[Elenco dei dati]
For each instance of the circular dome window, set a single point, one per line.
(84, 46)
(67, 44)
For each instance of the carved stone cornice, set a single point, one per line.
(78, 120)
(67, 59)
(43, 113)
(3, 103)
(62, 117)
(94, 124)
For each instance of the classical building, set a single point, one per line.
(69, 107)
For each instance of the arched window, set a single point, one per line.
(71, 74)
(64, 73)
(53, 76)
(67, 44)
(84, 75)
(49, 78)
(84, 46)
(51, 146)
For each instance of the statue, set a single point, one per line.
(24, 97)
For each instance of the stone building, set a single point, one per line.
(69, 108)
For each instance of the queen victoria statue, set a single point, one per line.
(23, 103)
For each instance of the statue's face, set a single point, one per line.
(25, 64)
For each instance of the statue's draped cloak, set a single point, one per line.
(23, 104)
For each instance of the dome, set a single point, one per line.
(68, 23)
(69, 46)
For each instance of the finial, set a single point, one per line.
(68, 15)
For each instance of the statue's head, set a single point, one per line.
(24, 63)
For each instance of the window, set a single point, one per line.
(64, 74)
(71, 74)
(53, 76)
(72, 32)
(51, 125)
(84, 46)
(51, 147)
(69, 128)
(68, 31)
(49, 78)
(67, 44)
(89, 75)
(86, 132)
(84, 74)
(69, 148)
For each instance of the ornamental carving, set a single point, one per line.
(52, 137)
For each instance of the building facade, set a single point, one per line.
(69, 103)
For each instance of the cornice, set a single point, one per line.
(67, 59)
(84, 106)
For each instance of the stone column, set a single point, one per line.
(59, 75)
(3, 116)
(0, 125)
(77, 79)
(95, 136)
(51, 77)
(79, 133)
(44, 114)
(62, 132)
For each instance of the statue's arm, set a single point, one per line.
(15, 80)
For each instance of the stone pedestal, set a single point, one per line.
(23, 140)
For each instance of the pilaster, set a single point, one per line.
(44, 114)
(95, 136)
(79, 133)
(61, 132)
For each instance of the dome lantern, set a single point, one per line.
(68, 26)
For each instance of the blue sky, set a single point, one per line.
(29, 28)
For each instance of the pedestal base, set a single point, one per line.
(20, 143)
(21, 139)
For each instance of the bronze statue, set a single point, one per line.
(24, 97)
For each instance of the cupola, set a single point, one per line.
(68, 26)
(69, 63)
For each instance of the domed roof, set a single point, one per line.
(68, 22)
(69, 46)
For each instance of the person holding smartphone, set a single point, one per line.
==
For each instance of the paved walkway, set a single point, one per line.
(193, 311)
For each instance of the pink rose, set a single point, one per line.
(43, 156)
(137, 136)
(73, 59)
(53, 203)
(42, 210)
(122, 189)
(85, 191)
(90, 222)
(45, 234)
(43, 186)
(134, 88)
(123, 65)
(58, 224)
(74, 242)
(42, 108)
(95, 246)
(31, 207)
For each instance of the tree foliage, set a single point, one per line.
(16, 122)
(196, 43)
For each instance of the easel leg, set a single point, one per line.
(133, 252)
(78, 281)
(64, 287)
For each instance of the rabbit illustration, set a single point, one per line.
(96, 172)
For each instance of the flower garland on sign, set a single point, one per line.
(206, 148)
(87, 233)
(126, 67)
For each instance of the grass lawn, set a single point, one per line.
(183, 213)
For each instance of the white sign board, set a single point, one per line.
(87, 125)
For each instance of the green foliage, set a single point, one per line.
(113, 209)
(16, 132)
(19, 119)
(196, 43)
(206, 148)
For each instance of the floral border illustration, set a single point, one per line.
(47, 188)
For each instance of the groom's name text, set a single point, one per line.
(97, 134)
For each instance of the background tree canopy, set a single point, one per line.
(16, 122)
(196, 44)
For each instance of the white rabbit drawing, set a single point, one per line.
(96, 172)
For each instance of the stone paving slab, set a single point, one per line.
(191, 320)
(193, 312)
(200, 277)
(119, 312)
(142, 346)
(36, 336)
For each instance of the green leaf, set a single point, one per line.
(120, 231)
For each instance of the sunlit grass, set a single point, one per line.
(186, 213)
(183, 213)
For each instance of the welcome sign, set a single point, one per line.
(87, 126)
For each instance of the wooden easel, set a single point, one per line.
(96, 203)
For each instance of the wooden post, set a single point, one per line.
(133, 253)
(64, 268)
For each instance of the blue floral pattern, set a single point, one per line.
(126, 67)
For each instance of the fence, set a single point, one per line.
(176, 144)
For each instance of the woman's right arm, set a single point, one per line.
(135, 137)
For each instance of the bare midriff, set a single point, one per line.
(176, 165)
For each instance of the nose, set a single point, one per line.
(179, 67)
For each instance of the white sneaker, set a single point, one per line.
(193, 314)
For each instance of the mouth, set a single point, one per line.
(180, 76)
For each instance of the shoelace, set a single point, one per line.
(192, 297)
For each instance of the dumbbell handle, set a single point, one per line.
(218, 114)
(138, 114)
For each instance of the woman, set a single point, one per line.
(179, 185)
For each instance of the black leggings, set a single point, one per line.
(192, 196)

• **Cosa fare**:
Riscrivi come elenco JSON di stringhe, una per riga e senza le righe vuote, le righe che vanno da quella che contiene "For each instance of the dome lantern, set" a quella che contiene "For each instance of the person", entrambe incluse.

• **Risposta completa**:
[
  "For each instance of the dome lantern, set a single point, one per line.",
  "(68, 26)",
  "For each instance of the blue sky, set a single point, one per line.",
  "(29, 28)",
  "For each instance of the pedestal base, set a single point, one per line.",
  "(20, 143)",
  "(21, 139)",
  "For each instance of the bronze statue, set a single point, one per line.",
  "(24, 97)",
  "For each instance of the cupola, set a single point, one per line.",
  "(68, 26)",
  "(69, 63)",
  "For each instance of the domed roof, set a single point, one per line.",
  "(68, 22)",
  "(69, 46)",
  "For each instance of the person holding smartphone, set a single point, one per line."
]